TASK OBJECTIVE:
Write down every entry once more, exactly as it reads.

---------- MATERIAL FOR THE TASK ----------

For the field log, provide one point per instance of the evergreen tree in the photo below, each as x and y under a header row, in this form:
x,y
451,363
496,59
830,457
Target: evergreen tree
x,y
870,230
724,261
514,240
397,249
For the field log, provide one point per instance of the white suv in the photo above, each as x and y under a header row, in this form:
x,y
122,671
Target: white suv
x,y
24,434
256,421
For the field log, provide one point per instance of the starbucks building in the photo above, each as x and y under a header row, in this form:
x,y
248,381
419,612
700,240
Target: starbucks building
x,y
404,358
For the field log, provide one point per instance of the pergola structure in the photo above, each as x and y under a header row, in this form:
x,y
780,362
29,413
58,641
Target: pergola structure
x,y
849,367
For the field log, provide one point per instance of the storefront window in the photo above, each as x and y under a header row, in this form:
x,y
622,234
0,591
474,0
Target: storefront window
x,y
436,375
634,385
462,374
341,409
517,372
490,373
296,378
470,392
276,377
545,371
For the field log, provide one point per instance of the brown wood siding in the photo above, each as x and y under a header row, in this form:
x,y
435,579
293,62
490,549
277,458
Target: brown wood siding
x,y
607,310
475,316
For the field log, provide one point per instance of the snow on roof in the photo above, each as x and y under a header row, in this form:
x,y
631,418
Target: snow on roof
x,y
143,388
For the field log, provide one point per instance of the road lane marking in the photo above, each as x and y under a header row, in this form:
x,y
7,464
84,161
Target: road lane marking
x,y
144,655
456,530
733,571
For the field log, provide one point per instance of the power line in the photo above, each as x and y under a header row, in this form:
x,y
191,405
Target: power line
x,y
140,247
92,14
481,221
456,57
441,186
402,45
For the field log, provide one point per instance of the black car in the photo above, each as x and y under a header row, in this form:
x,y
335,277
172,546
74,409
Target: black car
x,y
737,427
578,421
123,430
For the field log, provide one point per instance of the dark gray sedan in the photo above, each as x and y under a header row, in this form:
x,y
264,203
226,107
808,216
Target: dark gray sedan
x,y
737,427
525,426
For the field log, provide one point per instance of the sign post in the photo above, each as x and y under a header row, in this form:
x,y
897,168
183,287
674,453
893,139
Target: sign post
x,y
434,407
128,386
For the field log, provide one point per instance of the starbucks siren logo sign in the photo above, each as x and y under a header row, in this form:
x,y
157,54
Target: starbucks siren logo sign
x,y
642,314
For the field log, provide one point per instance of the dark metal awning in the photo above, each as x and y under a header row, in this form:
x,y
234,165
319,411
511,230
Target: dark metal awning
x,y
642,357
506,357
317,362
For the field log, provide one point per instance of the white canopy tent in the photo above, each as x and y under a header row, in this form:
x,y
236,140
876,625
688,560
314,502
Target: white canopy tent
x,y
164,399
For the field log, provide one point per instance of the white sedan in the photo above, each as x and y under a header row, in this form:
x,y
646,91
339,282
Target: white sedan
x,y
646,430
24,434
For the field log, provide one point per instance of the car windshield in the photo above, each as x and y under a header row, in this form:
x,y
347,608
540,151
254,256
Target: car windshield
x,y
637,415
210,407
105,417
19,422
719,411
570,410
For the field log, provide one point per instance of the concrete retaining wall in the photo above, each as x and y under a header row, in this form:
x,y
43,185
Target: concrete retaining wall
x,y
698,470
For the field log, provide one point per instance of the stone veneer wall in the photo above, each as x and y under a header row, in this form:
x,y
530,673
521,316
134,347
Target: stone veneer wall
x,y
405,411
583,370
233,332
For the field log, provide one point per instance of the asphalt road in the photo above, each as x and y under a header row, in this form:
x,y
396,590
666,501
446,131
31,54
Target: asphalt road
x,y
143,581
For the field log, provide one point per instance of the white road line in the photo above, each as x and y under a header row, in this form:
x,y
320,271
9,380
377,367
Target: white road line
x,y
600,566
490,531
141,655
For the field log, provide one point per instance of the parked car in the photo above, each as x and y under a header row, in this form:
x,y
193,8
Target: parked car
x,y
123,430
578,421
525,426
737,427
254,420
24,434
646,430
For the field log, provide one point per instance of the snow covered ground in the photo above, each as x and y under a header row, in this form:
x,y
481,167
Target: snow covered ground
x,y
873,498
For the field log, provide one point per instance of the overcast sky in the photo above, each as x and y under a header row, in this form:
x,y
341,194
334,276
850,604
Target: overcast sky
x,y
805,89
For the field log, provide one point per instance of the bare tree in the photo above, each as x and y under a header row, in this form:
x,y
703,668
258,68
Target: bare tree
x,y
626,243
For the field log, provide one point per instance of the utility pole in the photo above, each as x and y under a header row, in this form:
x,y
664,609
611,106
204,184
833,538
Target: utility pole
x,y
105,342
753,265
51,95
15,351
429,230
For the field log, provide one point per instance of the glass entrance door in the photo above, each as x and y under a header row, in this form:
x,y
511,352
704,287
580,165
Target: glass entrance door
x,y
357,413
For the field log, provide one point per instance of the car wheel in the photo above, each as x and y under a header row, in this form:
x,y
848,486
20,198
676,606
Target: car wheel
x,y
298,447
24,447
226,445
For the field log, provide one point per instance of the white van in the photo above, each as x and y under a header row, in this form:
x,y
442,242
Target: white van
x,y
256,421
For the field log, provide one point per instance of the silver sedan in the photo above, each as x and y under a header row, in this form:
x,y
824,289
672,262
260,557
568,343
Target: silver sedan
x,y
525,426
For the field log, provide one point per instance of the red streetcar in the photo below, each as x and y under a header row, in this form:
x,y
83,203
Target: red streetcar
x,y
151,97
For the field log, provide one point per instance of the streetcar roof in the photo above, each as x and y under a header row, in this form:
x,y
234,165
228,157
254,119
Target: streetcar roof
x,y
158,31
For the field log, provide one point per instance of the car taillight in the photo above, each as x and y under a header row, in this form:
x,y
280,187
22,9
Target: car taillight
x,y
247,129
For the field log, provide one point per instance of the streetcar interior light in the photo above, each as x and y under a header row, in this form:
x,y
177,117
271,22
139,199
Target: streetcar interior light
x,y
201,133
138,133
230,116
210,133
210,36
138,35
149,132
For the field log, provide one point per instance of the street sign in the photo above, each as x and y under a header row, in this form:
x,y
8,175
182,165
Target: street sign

----------

ANSWER BELOW:
For the field log, provide one point per instance of the evergreen tree in the photo below, each as x and y under a header row, in this form:
x,y
451,363
496,59
830,457
Target: evergreen tree
x,y
870,230
724,261
514,240
397,249
For the field log, provide one point per instance of the white suv in the photo above, each as x and y under a header row, in this form:
x,y
122,671
Target: white suv
x,y
24,434
256,421
For the field log, provide one point per instance of the starbucks building in the photo above, each as x and y under a header row, in this form:
x,y
248,381
419,612
700,240
Target: starbucks building
x,y
404,358
For the field log, provide one point per instance of the pergola structure in the photo above, each as x and y under a header row, in this form:
x,y
780,362
29,413
58,641
Target: pergola structure
x,y
849,367
For the field log, provide one point per instance of the storefront window in the photo above, each as x and y under a header row, in this form:
x,y
622,234
0,591
474,0
Target: storefront window
x,y
436,375
634,385
462,374
341,409
517,372
490,373
296,378
470,392
276,377
545,371
For the field log, provide one point per instance of the brown wood siding in the photo above, each as x and y under a header row, in this form:
x,y
435,579
293,62
490,549
277,458
Target: brown wood siding
x,y
607,310
475,316
For the field log, provide one point per instance of the snow on roof in the photo above, each as x and y under a header row, in this form:
x,y
631,418
Target: snow on roof
x,y
143,388
For the field log, provide one point per instance of the road lane marking in the photo above, each as x and y under a header row, in this form:
x,y
7,464
84,161
Target: road lane marking
x,y
144,655
456,530
733,571
For the field log, provide one point per instance of the power line in the photo above, each as x and y under a header row, in this form:
x,y
191,405
Target: power line
x,y
140,247
92,14
481,221
456,57
441,186
402,45
For the field log, provide one point per instance of the black car in the photo above, each as x and y under a header row, in this form:
x,y
335,277
172,546
74,409
Target: black car
x,y
737,427
578,421
123,430
For the field log, provide one point per instance of the dark gray sedan in the photo above, each as x and y under a header row, in this form:
x,y
264,203
226,107
808,216
Target: dark gray sedan
x,y
737,427
525,426
For the field log, provide one point per instance of the sign post in the photo above, each as x and y under a header row, in this form:
x,y
897,168
183,287
674,453
893,139
Target: sign post
x,y
434,407
128,386
For the field log, provide one point per instance of the starbucks siren logo sign in the photo above, each as x and y under a header row, in this form:
x,y
157,54
Target: starbucks siren logo sign
x,y
642,314
For the field log, provide one point per instance of the dark metal awning in the photo above, each as x and y under a header row, in this form:
x,y
234,165
319,411
511,230
Target: dark metal awning
x,y
642,357
506,357
317,362
For the field log, provide one point per instance of the white canopy tent in the photo above, each as x and y under a header row, in this form:
x,y
236,140
876,625
688,560
314,502
Target: white canopy tent
x,y
164,399
For the field log, provide one point per instance of the white sedan in the photo above, each as x and y under a header row, in this form:
x,y
646,91
339,282
Target: white sedan
x,y
646,430
24,434
For the field log, provide one point per instance of the car windshield in the photo above, each as x and y under a header row, in this form:
x,y
347,608
540,151
254,256
Target: car windshield
x,y
637,415
210,407
105,417
19,422
719,411
570,410
For the field log, provide one point per instance of the concrete retaining wall in the photo above, each as x and y under a header row, in this form:
x,y
43,185
Target: concrete retaining wall
x,y
698,470
For the field log, provide one point per instance of the stone veneer wall in the photo above, each as x and y under a header row, in this form:
x,y
530,673
521,316
134,347
Target: stone veneer wall
x,y
405,411
583,370
233,332
For the field log, provide one point per instance of the asphalt road in the photo above, each as x and y under a header row, in this form:
x,y
396,590
666,501
446,131
31,54
Target: asphalt road
x,y
143,581
For the field log, provide one point per instance of the white road line in the photo above, each as x and y under a header row, in this form:
x,y
320,271
9,380
377,367
Target: white road line
x,y
600,566
490,531
141,655
For the field log, provide one point per instance of the parked car in the photo above, each as x and y under a header row, in this form:
x,y
193,8
Target: parked car
x,y
123,430
578,421
525,426
737,427
254,420
24,434
646,430
For the field log, provide one point per instance of the snow covered ground in the photo above, each as x and y under a header row, in this form:
x,y
481,167
Target: snow covered ground
x,y
873,498
For the field log, provide one point per instance of the overcast sky in the photo above, each as x and y under a header row, in this form:
x,y
341,194
334,276
850,604
Target: overcast sky
x,y
805,89
For the field log, provide one point per instance of the bare tree in the photo above, each as x and y under a header row, in this form:
x,y
703,668
258,68
Target: bare tree
x,y
626,243
For the field log, provide one point per instance of the utility pole in the photo above, each as x and y under a header row, in this form:
x,y
664,609
611,106
204,184
833,538
Target: utility pole
x,y
105,342
753,265
51,95
15,351
429,230
For the field log, provide one point per instance of the glass entrance door in the photo above, each as x and y under a header row, in this form:
x,y
511,352
704,287
580,165
Target: glass entrance door
x,y
357,413
For the field log, provide one point per instance of the car wheel in the photo above, each as x and y under a header row, in this form:
x,y
848,486
20,198
676,606
Target: car wheel
x,y
298,447
24,447
226,445
For the field log, provide one point per instance of the white van in the photo above, each as x and y under a header row, in this form:
x,y
442,242
Target: white van
x,y
256,421
For the field log, provide one point per instance of the silver sedan in the photo above, each as x and y under a header row, in this form:
x,y
824,289
672,262
260,557
568,343
Target: silver sedan
x,y
525,426
For the field log, provide one point per instance of the red streetcar in the photo below, each as x and y under a header row, in this form:
x,y
83,203
Target: red streetcar
x,y
151,97
For the field log, provide one point per instance of the streetcar roof in the photo above, each as x and y under a header row, in this form:
x,y
234,165
228,157
254,119
Target: streetcar roof
x,y
158,31
For the field log, provide one point per instance of the car taillight in the photo above, each as x and y under a header row, in this form:
x,y
280,187
22,9
Target: car taillight
x,y
247,129
For the field log, provide one point per instance of the streetcar interior light in the photo above, each as x and y under a header row, in this form:
x,y
177,117
271,22
139,199
Target: streetcar interior light
x,y
201,133
138,133
230,116
210,133
210,36
138,35
149,132
For the field log, provide one point per instance of the street sign in the photo above, each as x and y under a header row, in this form:
x,y
8,175
182,165
Target: street sign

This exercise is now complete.